● **Text provided**:
---*---
United States District Court, S.D. Florida

February 7, 2017

IN RE KLX, INC. SECURITIES LITIGATION,

          ORDER GRANTING DEFENDANTS' MOTION TO DISMISS

          Hon. Robin L. Rosenberg United States District Judge

         THIS MATTER is before the Court on Defendants' Motion to Dismiss [DE 47], Plaintiffs' Response in Opposition [DE 49] and Defendants' Reply [DE 51]. The Court has also considered Plaintiffs' Motion to Strike [DE 50], Defendants' Response in Opposition [DE 52], and Plaintiffs' Reply [DE 53], and denied Plaintiffs' Motion to Strike on August 17, 2016 [DE 54]. The Court held oral argument on the Motion to Dismiss on January 25, 2017. For the reasons discussed below, the Motion to Dismiss is GRANTED. The case is DISMISSED WITH PREJUDICE. The Clerk is ordered to CLOSE the case.

         I. BACKGROUND

         On May 18, 2016, Lead Plaintiffs International Brotherhood of Electrical Workers Local No. 38 Pension Fund Pension Plan and Steamfitters Local 449 Pension Fund (“Plaintiffs”) filed their Amended, Consolidated Class Action Complaint (the “Amended Complaint”) against Defendants KLX Inc. (“KLX”), Amin Khoury (“Khoury”) and Michael Senft (“Senft”) (Khoury and Senft, collectively, the “Individual Defendants, ” and together with KLX, the “Defendants”) [DE 44]. Plaintiffs brought this action on behalf of themselves and a putative class of others who acquired KLX's common stock between March 9, 2015 and November 11, 2015 (the “Class Period”). Plaintiffs' two-count complaint alleges violations of Sections 10(b) and 20(a) of the Securities Exchange Act of 1934 and SEC Rule 10b-5.

         KLX is organized under the laws of Delaware and maintains its principal place of business in Wellington, Florida. (Compl. ¶ 18.) Throughout the Class Period, Mr. Khoury served as Chief Executive Officer and Director, as well as Chairman of the Board of Directors of KLX. (Id. ¶ 19.) Mr. Senft served as Vice President-Chief Financial Officer and Treasurer. (Id. ¶ 20.) Each continues in these roles. (See 2016 Q3 10-Q at 27.)[1]

         KLX traces its roots to B/E Aerospace, Inc. (“B/E”), the “world's leading manufacturer of aircraft cabin interior products, ” that Mr. Khoury co-founded in 1987. (Compl. ¶¶ 19, 27.) In 2013 and 2014, B/E acquired seven energy services sector companies to form an energy group within B/E. (Id. ¶ 34.) In December 2014, through a spin off from B/E, KLX was formed as an independent, publicly traded company. (Id. ¶¶ 29, 32.) KLX has two divisions: the Aerospace Solutions Group (“ASG”), and the Energy Services Group (“ESG”). (Id. ¶ 2.) ESG, at issue here, provides technical services and rentals to oil and natural gas exploration and drilling companies. (Id.) During the Class Period, ESG contributed 15-20% of KLX's revenues, while ASG contributed the other 80-85%. See 2015 Q110-Q at 13; 2015 Q3 10-Q at 14 .
---*---
● **Material to process**:
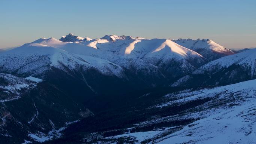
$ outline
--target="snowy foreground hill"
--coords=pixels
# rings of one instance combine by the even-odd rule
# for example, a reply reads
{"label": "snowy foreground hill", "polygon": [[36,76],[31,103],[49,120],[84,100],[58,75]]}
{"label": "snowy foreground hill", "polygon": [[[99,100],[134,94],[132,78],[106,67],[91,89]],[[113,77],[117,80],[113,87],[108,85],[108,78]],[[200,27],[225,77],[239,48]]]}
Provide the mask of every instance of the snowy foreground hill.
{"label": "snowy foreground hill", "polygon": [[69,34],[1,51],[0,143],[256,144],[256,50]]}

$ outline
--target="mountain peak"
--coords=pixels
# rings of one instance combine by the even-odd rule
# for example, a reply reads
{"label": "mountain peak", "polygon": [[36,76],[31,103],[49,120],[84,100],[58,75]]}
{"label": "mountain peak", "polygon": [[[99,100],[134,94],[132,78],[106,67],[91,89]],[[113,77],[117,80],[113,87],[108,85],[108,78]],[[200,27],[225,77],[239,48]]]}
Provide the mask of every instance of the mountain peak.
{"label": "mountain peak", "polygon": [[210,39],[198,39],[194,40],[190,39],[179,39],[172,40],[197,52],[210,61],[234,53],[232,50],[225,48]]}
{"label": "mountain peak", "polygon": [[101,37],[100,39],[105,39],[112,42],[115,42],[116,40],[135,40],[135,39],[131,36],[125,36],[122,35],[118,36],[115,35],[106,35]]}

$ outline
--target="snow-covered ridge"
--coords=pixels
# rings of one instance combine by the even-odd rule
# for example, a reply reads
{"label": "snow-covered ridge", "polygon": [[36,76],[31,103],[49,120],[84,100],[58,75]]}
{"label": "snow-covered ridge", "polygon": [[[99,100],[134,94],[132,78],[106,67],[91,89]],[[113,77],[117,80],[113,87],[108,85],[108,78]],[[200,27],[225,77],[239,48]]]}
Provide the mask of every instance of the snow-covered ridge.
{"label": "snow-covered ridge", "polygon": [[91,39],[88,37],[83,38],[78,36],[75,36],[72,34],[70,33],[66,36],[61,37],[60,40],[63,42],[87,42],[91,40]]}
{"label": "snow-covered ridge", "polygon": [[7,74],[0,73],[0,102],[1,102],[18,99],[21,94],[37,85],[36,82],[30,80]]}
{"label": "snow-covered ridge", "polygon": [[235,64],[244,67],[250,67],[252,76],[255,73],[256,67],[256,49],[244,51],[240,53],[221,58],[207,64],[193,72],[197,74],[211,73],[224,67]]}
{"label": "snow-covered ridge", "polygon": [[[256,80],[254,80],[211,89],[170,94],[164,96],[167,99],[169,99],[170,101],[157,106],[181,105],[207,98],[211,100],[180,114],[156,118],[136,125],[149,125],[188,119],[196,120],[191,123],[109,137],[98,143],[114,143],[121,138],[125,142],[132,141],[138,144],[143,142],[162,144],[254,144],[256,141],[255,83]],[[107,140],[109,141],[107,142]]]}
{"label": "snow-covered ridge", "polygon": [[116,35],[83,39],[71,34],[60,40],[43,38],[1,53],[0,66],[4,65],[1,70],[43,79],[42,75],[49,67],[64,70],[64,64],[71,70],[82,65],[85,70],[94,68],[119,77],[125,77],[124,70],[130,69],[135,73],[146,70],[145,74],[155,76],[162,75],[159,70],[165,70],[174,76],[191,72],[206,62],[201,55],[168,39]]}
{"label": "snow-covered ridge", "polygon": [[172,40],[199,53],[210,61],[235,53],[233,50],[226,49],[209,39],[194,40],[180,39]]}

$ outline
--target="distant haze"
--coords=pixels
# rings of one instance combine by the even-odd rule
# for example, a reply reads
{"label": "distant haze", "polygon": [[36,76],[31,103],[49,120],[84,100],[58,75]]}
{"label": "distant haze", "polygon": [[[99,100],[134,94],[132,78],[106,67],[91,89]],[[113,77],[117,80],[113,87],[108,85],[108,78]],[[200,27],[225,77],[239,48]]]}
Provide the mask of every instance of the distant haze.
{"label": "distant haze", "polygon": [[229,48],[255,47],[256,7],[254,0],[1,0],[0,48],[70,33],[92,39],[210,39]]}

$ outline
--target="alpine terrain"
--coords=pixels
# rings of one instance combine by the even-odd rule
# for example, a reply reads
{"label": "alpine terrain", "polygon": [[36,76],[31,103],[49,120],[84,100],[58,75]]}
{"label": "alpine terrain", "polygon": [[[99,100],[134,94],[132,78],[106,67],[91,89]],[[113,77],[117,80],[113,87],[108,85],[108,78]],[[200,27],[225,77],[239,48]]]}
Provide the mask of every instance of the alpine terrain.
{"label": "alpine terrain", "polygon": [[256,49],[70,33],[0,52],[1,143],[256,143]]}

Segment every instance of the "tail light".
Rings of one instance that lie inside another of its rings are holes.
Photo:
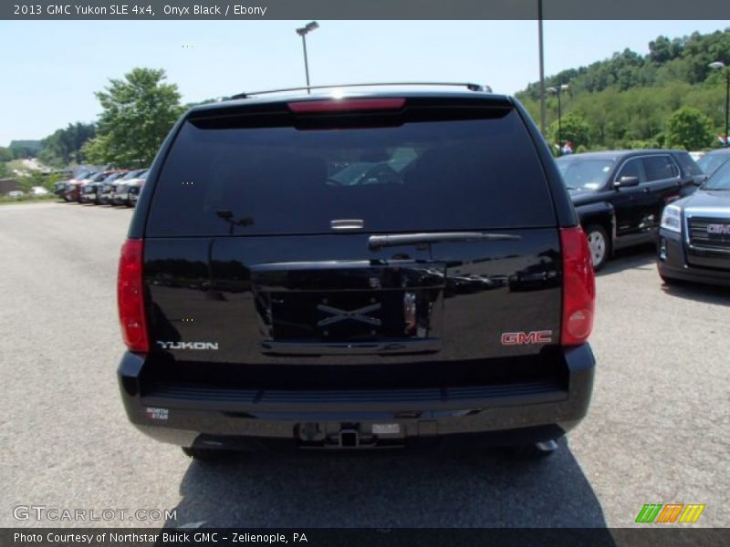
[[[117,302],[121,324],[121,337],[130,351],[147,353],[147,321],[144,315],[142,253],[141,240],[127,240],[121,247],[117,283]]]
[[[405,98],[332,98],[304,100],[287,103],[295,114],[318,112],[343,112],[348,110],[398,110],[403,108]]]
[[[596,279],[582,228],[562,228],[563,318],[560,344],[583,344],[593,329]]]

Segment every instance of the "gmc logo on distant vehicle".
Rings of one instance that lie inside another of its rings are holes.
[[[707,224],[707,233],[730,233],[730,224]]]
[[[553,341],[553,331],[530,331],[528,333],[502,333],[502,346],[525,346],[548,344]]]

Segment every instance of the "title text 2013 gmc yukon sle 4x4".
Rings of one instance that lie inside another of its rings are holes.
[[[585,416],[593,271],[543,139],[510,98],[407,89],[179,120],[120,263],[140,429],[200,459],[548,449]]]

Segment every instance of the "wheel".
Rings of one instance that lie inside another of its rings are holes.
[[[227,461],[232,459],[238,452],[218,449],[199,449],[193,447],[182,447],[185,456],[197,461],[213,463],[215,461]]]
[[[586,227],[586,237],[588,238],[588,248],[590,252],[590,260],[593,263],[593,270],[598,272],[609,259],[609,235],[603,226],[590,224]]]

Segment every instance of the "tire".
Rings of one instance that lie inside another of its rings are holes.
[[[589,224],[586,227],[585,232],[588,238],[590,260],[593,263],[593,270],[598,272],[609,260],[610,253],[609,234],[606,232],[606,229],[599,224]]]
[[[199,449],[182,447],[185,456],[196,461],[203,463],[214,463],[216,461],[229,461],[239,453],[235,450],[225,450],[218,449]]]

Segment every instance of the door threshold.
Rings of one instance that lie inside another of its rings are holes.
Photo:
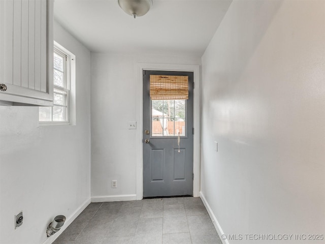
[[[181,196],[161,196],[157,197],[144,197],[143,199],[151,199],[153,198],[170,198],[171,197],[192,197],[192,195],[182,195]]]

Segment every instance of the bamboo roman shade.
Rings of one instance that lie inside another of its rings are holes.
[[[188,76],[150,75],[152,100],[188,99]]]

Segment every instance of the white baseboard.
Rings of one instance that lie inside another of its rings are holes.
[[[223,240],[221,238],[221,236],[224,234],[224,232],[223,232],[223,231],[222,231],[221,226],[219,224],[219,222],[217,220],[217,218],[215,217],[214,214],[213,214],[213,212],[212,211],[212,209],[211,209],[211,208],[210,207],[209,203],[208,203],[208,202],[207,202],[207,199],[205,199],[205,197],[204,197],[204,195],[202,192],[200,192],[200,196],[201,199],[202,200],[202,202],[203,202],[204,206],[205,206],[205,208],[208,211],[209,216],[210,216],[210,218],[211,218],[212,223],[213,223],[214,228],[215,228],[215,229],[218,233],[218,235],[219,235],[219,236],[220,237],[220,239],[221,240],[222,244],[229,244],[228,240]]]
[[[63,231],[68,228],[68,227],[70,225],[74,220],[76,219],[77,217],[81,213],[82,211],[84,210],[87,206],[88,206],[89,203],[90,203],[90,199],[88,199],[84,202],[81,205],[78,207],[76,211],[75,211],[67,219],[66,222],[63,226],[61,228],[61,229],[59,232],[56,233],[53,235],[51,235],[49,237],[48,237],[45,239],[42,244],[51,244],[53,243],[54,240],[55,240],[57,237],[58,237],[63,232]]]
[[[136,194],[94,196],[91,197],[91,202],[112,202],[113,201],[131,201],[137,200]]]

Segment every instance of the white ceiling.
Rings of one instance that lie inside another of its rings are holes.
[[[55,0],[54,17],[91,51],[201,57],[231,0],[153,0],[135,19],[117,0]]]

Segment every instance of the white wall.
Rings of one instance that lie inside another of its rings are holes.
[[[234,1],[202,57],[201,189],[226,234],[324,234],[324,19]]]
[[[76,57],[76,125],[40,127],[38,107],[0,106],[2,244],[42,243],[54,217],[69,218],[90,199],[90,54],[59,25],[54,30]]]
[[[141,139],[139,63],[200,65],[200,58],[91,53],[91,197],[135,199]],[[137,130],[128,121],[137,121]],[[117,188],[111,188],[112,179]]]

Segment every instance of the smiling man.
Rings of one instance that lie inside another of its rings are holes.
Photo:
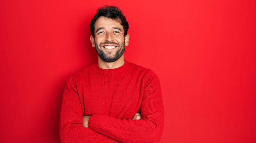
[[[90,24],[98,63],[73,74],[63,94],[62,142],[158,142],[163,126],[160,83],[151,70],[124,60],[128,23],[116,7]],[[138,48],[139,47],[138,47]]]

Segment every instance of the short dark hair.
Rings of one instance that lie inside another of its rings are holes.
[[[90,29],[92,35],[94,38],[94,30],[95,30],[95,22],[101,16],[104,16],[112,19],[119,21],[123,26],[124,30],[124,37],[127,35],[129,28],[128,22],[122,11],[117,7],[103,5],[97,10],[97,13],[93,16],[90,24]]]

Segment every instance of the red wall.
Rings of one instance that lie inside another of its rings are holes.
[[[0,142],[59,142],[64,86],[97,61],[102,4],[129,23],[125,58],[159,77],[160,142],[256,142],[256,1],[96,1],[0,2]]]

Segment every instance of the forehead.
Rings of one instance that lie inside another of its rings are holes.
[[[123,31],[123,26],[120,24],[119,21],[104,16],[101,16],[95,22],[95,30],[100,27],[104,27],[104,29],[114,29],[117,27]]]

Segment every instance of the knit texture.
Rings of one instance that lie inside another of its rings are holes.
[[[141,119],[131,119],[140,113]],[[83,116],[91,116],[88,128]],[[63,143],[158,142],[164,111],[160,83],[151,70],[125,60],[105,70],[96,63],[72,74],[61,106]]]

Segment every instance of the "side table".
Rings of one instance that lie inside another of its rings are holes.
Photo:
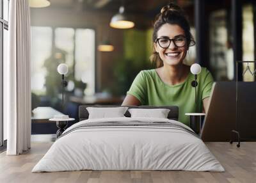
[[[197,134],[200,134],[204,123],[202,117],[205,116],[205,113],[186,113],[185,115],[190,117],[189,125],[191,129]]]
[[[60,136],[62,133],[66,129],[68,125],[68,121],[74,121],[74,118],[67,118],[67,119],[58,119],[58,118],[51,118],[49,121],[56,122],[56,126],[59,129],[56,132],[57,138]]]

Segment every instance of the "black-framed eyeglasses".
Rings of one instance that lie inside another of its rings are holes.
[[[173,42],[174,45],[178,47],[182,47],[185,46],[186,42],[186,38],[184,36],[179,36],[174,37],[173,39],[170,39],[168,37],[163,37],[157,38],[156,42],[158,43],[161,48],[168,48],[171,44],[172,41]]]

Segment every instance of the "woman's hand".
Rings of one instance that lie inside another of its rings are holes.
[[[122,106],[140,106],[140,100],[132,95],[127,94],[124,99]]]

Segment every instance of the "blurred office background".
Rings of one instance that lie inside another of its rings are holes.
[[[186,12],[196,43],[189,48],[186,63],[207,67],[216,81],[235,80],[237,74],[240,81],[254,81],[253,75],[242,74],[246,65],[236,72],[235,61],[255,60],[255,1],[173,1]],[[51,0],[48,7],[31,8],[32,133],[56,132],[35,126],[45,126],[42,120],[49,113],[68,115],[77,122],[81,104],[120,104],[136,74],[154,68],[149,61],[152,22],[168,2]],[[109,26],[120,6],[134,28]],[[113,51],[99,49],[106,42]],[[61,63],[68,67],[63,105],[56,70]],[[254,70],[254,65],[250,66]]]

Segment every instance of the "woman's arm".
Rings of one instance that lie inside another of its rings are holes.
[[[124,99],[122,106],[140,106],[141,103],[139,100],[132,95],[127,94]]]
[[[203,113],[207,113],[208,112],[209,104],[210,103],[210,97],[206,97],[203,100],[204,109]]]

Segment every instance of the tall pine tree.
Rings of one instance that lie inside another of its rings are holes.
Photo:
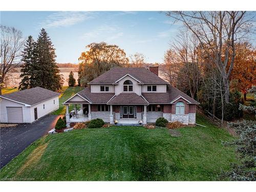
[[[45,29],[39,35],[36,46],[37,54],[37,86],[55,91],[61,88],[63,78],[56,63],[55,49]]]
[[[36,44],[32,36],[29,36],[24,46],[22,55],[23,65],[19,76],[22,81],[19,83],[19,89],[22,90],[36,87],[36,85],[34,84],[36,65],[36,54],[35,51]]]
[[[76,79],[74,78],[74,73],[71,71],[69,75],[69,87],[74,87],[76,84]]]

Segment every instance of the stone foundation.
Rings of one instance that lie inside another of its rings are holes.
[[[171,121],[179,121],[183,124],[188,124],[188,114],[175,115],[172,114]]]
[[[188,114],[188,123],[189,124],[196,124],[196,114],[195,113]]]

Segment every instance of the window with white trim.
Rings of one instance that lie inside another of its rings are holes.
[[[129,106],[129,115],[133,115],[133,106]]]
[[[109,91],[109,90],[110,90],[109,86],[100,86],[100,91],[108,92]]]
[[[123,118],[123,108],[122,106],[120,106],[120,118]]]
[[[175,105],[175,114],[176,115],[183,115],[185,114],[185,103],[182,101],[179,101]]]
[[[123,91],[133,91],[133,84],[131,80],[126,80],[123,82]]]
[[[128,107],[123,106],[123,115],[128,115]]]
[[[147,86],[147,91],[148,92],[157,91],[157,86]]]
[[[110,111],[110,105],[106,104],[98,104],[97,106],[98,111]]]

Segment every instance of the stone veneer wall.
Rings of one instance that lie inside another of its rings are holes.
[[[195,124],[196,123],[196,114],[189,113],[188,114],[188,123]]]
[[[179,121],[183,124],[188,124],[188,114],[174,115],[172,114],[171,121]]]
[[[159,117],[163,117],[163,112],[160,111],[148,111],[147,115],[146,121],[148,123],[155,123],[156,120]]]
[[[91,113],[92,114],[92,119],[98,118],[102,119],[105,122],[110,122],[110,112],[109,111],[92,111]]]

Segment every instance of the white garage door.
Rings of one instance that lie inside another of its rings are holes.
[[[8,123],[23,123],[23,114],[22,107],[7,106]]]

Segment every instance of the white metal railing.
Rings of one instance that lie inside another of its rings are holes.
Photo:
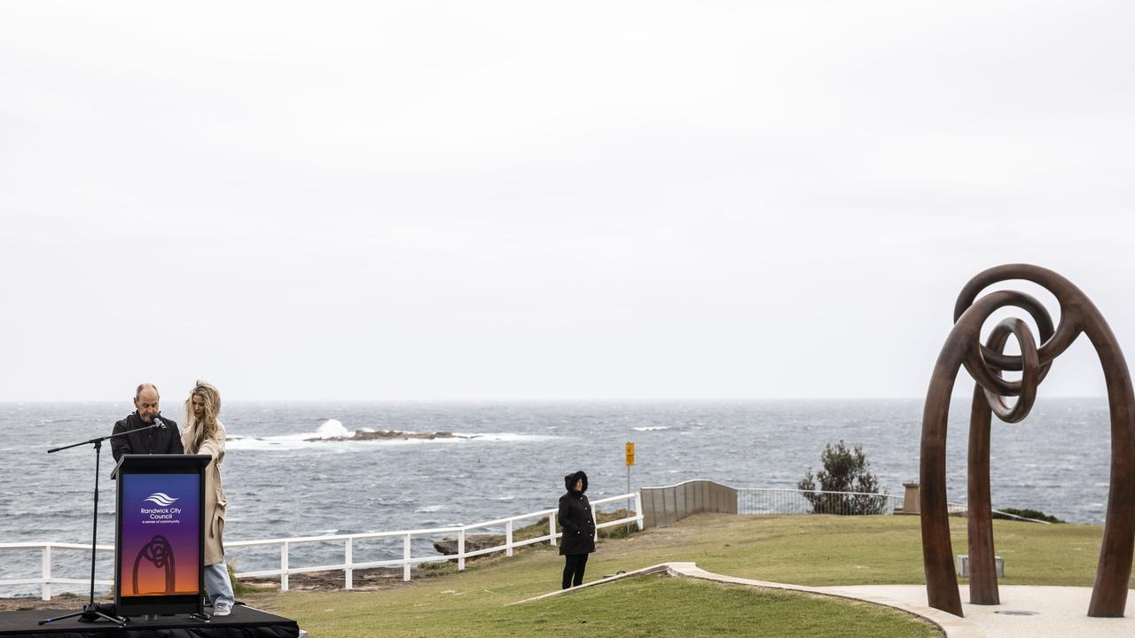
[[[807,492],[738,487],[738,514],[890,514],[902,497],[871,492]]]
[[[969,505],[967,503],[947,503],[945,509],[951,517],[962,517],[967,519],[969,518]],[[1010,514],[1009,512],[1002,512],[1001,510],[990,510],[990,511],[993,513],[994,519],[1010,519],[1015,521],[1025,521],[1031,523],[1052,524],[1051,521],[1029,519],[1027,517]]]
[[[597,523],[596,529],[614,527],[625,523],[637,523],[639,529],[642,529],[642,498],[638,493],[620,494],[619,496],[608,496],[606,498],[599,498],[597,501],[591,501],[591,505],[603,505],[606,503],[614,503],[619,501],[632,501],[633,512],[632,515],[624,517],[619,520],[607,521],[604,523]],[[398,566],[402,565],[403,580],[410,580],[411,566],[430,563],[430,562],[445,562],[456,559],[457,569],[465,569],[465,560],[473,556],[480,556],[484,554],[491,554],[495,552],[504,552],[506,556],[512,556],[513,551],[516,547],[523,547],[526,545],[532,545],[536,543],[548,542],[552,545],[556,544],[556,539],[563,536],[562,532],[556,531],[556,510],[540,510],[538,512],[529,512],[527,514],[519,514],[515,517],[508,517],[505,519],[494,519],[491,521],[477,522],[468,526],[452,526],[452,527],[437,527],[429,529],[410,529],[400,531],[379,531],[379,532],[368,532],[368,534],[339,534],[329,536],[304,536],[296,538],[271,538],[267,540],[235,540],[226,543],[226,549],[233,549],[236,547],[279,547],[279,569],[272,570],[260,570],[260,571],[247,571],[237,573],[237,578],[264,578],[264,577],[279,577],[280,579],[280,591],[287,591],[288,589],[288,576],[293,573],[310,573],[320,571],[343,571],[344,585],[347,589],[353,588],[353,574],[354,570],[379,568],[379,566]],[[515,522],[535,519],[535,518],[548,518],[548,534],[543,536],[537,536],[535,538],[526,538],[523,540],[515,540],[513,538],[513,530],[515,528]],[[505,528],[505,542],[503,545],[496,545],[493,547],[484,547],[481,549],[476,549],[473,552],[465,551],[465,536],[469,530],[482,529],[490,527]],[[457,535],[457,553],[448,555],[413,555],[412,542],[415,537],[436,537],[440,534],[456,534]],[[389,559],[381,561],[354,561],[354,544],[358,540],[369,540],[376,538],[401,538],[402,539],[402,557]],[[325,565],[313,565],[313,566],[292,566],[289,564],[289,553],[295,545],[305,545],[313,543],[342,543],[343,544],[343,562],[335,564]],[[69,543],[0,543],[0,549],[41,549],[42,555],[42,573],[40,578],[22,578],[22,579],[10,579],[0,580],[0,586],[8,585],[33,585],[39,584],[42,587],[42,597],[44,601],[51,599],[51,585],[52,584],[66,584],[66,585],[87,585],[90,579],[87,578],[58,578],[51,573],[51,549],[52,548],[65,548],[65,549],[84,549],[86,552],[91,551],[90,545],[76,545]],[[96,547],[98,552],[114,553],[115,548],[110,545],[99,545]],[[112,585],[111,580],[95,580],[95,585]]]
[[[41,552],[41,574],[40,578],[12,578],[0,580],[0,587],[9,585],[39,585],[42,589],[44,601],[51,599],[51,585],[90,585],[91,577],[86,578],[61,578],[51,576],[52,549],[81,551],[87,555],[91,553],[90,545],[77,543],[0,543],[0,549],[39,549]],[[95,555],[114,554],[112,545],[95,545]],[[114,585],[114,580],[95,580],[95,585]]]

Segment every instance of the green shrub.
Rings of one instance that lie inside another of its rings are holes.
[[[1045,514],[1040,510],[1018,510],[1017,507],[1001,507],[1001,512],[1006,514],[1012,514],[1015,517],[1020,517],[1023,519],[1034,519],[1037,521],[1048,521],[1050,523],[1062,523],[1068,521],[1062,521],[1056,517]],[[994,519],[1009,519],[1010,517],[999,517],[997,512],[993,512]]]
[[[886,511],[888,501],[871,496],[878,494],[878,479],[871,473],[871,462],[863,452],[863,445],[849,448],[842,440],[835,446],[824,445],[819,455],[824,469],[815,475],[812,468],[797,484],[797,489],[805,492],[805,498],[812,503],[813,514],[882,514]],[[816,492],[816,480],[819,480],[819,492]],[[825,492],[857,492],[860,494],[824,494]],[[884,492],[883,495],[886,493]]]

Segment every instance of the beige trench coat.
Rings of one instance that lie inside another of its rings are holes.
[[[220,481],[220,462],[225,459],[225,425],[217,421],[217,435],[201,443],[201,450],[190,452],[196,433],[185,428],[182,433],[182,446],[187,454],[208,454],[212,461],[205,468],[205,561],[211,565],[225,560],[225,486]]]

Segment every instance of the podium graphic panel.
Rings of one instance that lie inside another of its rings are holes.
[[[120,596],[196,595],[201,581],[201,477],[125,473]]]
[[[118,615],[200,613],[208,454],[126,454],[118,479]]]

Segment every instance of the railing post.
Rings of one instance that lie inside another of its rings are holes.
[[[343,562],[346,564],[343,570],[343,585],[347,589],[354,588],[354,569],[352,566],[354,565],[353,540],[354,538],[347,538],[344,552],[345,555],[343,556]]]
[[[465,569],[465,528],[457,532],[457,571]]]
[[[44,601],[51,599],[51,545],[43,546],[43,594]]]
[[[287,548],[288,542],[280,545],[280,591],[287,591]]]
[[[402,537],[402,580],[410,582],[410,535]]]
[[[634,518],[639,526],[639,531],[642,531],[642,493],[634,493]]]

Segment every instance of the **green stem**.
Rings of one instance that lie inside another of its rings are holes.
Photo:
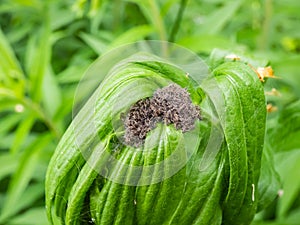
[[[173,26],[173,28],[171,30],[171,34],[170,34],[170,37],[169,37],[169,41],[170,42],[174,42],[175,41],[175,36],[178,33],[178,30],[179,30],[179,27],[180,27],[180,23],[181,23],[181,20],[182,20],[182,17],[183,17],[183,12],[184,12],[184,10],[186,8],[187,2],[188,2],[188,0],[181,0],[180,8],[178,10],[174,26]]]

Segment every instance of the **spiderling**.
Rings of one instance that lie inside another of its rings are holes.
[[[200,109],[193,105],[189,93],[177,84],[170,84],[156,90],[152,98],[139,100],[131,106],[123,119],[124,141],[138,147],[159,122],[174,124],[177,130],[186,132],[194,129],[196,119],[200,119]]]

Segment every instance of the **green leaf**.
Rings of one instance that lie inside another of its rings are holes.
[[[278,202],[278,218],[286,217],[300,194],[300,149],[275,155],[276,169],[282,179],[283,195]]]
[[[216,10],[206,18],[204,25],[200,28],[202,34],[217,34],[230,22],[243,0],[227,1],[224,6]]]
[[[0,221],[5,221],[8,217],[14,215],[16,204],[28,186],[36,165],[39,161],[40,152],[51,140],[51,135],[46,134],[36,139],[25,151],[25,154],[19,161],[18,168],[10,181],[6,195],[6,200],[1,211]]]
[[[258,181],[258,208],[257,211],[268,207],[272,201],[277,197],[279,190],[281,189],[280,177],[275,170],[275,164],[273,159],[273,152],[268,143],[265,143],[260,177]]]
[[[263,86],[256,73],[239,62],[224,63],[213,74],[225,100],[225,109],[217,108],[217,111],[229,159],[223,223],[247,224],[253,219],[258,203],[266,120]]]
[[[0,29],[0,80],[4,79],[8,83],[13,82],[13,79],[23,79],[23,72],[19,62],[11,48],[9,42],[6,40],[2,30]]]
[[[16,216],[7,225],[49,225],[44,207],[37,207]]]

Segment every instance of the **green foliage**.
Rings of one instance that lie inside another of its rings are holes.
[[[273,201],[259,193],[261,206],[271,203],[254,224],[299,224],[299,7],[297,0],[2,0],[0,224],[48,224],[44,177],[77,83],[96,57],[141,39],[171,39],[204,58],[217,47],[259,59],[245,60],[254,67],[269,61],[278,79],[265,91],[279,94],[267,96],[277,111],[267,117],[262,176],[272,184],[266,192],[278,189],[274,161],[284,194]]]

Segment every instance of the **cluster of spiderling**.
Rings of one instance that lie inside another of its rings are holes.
---*---
● **Problems to solve**:
a) Which individual people are named in the securities litigation order?
b) Can you print the lines of the records from the line with "Segment every instance of the white garage" to the line with "[[[8,123],[23,123],[23,114],[22,107],[7,106]]]", including both of those lines?

● **Expected outputs**:
a)
Robin L. Rosenberg
Amin Khoury
Michael Senft

b)
Segment every instance of the white garage door.
Rings of one instance that lie inside another of its rings are holes.
[[[8,123],[23,123],[23,114],[22,107],[7,106]]]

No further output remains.